* What you need to do *
Extract each line of the records below that contains the string "ground", and copy those lines in the order they appear.

* Coordinate labeling data *
◇ ◇ ◇

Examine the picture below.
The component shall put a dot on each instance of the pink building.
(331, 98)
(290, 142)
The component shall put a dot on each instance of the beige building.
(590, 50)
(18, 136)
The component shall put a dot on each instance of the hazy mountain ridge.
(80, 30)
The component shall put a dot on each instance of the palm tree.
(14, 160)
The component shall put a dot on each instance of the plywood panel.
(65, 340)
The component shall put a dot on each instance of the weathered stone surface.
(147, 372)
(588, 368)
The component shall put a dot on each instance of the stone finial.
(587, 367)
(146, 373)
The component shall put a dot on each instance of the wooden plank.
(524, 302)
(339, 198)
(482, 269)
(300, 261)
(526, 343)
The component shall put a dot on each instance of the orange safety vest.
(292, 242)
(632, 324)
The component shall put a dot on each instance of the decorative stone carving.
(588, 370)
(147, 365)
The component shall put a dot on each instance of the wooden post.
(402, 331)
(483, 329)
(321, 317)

◇ ◇ ◇

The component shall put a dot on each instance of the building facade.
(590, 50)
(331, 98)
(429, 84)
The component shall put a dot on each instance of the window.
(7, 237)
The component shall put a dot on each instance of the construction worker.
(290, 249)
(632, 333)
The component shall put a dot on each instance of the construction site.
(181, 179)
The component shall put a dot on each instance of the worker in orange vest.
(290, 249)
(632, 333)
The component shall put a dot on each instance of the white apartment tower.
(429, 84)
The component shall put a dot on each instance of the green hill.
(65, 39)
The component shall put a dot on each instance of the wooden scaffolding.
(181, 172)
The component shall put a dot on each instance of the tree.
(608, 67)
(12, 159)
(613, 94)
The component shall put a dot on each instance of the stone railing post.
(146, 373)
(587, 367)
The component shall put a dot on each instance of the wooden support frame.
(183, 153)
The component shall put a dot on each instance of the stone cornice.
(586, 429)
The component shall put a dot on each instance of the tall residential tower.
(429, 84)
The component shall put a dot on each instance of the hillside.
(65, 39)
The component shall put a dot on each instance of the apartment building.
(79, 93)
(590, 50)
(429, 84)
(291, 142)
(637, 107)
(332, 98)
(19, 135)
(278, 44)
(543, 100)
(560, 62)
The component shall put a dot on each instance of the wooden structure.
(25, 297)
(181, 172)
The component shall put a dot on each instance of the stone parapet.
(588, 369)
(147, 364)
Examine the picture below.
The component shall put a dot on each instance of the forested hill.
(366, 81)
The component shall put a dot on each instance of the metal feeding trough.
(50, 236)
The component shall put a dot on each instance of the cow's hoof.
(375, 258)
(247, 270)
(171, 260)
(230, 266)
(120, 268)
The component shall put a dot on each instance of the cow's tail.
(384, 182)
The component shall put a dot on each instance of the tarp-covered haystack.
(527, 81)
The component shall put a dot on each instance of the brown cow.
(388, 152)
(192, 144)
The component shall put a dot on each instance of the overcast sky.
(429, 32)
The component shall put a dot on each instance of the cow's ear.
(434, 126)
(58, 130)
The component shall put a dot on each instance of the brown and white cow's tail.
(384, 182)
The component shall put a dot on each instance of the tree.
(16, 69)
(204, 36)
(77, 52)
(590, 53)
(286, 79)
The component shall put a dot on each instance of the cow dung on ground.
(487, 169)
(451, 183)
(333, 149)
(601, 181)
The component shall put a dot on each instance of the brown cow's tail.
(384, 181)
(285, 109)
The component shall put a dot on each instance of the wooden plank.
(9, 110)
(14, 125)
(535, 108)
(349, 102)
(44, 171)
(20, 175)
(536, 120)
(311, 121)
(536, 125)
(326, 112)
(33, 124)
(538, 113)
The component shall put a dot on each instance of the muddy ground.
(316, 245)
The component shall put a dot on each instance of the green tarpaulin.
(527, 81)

◇ ◇ ◇

* Task solution *
The component shall put a dot on each instance of the cow dung on ground.
The component shall put a dot on each instance of the muddy ground.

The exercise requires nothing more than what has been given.